— Start of Supplied records —

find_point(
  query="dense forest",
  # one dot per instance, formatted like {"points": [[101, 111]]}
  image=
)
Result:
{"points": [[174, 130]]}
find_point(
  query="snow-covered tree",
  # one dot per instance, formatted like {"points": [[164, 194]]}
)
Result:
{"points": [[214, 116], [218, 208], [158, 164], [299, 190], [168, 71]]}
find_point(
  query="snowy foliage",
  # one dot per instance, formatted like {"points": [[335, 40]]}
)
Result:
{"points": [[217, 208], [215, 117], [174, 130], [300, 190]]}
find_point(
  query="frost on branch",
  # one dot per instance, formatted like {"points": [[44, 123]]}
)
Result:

— End of Supplied records —
— Start of Supplied records —

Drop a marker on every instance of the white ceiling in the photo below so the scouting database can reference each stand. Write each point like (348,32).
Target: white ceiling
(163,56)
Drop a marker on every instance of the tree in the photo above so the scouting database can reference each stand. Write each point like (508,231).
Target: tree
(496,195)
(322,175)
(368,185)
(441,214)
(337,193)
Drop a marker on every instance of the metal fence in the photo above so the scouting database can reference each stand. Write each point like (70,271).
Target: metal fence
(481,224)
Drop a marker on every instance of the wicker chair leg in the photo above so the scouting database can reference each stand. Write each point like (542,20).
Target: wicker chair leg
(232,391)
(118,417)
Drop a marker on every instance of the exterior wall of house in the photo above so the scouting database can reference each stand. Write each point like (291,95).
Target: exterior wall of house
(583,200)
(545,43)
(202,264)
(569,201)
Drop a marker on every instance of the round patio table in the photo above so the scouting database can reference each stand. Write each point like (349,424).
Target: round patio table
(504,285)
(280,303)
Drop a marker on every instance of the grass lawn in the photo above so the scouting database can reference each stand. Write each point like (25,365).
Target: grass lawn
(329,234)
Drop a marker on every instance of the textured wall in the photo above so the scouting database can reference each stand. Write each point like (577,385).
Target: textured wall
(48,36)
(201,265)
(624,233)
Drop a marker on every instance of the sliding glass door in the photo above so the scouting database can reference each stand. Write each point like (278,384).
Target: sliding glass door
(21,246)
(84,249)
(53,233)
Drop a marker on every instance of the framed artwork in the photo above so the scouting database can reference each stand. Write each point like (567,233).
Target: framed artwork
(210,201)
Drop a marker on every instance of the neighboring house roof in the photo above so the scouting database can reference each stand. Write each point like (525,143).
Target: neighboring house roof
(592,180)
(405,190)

— End of Supplied records —
— Start of Supplied records —

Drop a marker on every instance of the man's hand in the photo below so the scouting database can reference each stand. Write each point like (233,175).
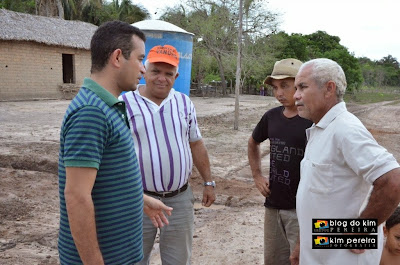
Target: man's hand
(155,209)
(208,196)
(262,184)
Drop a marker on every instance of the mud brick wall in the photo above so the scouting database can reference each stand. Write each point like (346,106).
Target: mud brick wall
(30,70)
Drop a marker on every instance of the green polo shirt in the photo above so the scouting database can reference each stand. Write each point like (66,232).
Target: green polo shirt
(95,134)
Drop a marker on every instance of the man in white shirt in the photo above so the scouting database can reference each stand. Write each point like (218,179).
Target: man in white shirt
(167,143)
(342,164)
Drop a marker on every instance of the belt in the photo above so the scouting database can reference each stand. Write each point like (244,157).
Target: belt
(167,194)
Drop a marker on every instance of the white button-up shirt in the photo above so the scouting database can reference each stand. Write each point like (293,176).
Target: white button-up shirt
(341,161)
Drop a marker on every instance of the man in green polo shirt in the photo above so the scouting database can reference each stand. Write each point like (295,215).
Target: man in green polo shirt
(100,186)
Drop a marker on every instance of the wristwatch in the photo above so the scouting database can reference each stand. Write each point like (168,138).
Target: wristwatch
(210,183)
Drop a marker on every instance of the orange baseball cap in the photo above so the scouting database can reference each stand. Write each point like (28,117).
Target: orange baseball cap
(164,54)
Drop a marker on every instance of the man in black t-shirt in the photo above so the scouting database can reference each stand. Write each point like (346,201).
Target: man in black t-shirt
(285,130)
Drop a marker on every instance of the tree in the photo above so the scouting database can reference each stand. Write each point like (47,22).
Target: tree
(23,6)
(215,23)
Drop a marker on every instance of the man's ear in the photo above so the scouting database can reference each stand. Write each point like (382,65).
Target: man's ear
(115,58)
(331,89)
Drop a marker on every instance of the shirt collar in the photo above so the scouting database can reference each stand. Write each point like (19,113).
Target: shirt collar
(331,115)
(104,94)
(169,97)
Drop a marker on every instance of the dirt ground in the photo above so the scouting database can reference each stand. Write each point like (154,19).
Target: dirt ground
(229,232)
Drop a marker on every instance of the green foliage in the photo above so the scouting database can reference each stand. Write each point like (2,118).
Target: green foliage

— End of Supplied records —

Pick out each line of the records above that contains the string "query", treating uppercase and lowercase letters as distinct.

  query="dense forest",
  query="snow-covered tree",
  query="snowy foliage",
  query="frost on branch",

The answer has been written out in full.